* **TASK PROMPT**
In the records below, how many lines contain the word "Pick"? Reply with only the number.

* **RECORDS FOR THIS TASK**
------------------------------------
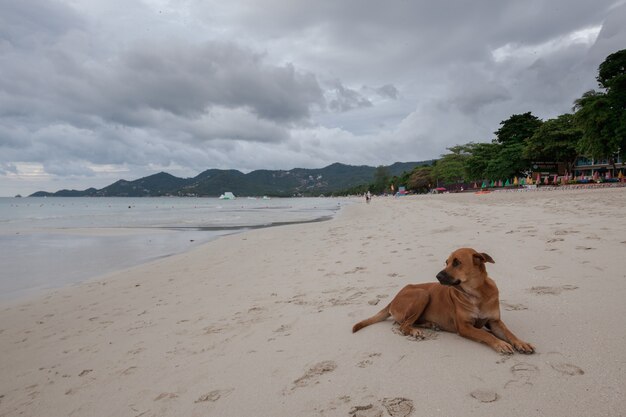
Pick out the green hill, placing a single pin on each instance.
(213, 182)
------------------------------------
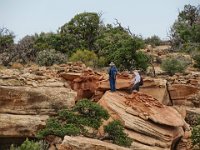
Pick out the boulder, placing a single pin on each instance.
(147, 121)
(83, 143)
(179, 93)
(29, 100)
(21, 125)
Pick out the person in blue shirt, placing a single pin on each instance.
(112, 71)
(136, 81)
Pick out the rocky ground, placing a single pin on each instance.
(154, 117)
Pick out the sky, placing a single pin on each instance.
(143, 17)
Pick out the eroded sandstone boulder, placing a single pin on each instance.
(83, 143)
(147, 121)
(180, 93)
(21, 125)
------------------------------------
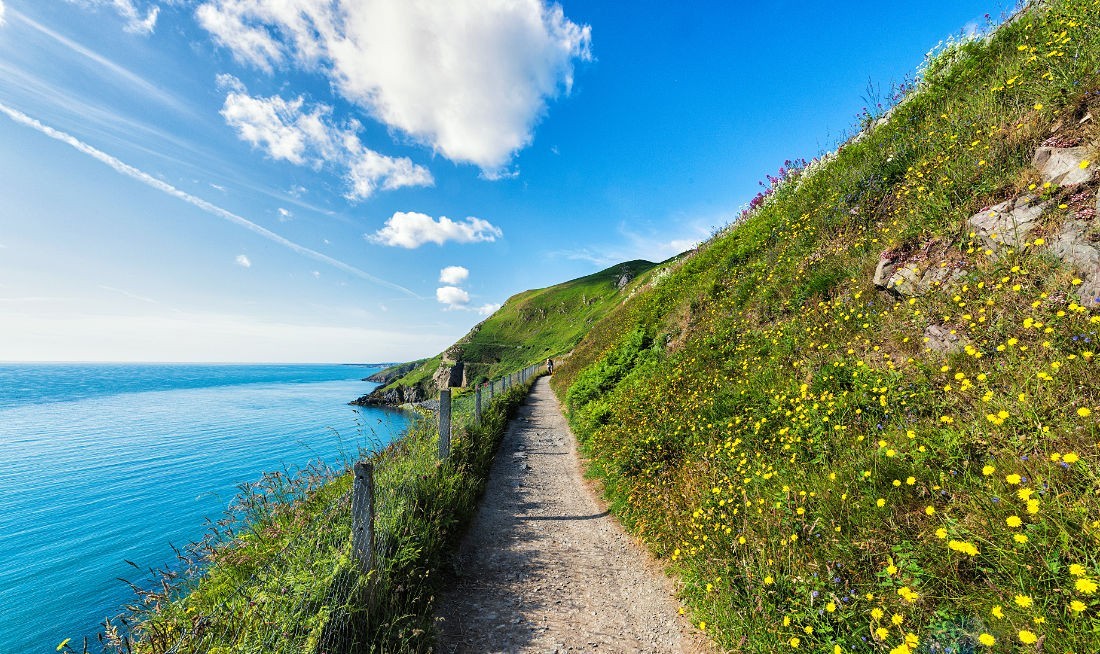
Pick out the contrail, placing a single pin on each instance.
------------------------------------
* **TASK RESPONSE**
7